**TEXT EXTRACT**
.....
Core concepts
Data Source
A data source describes any form of data, ranging from a database table, key-value store, file, or structured folder. Consequently, the system can support existing infrastructures such as application databases, data warehouses, as well as more complex infrastructures like data lakes.
Furthermore, data sources will vary in the amount of needed metadata. Therefore, each data source is represented with a unique key enabling us to understand which metadata to decode. For instance, a CSV data source can contain a separator symbol and a compression format. However, a PostgreSQL source needs a table name, and potentially a schema name. Hence, enabling the user to be flexible, yet detailed.
Setting Data Sources
Most often will a source be associated with either a feature_view
or a model_contract
. However, it is also possible to update these on the fly with the .update_source_for(...)
function.
store: ContractStore = await ContractStore.from_glob("**/contract.py")
store = store.update_source_for(
"feature_view:titanic",
InMemorySource.from_values({
"passenger_id": [1, 2, 3],
"age": [1, 2, 3],
...
})
)
There are currently support for the following data sources:
- CSV
- Parquet
- Hive Paritioned Parquet
- Schema Versioned
- In Memory Source
- Random Source
- Azure Blog Storage
- AWS Redshift
- AWS S3
- PostgreSQL
- Feature View
- Custom Source
CSV File
from aligned import FileSource
taxi_file = FileSource.csv_at("taxi_data.csv")
CSV Config
There are a lot of differnet variations of CSV files. That is why it is possible to define a CsvConfig
containting which seperator, and compressions to use.
from aligned import FileSource
from aligned.sources.local import CsvConfig
taxi_file_config = CsvConfig(
seperator=";",
compression="gzip"
.....
**SOURCE EXCERPT**
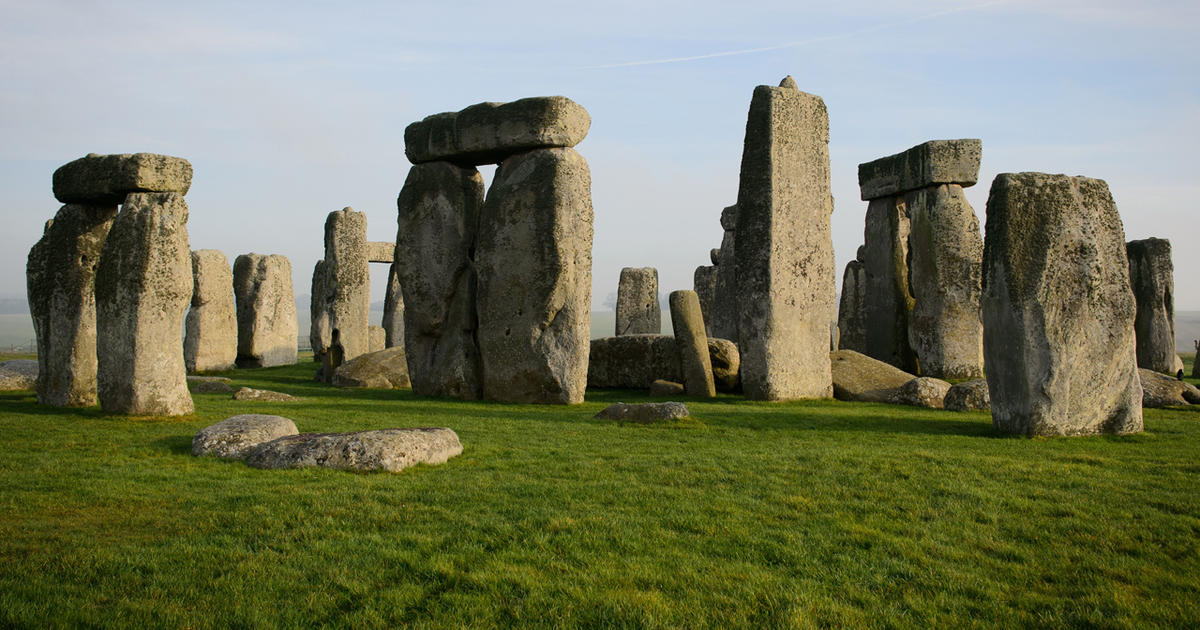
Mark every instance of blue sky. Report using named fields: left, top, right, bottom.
left=0, top=0, right=1200, bottom=310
.....
**CHALLENGE**
Reproduce the data sources documentation word for word, between "Furthermore, data sources" and "with the .update_source_for(...)", inclusive.

**FULL SOLUTION**
Furthermore, data sources will vary in the amount of needed metadata. Therefore, each data source is represented with a unique key enabling us to understand which metadata to decode. For instance, a CSV data source can contain a separator symbol and a compression format. However, a PostgreSQL source needs a table name, and potentially a schema name. Hence, enabling the user to be flexible, yet detailed.
Setting Data Sources
Most often will a source be associated with either a feature_view
or a model_contract
. However, it is also possible to update these on the fly with the .update_source_for(...)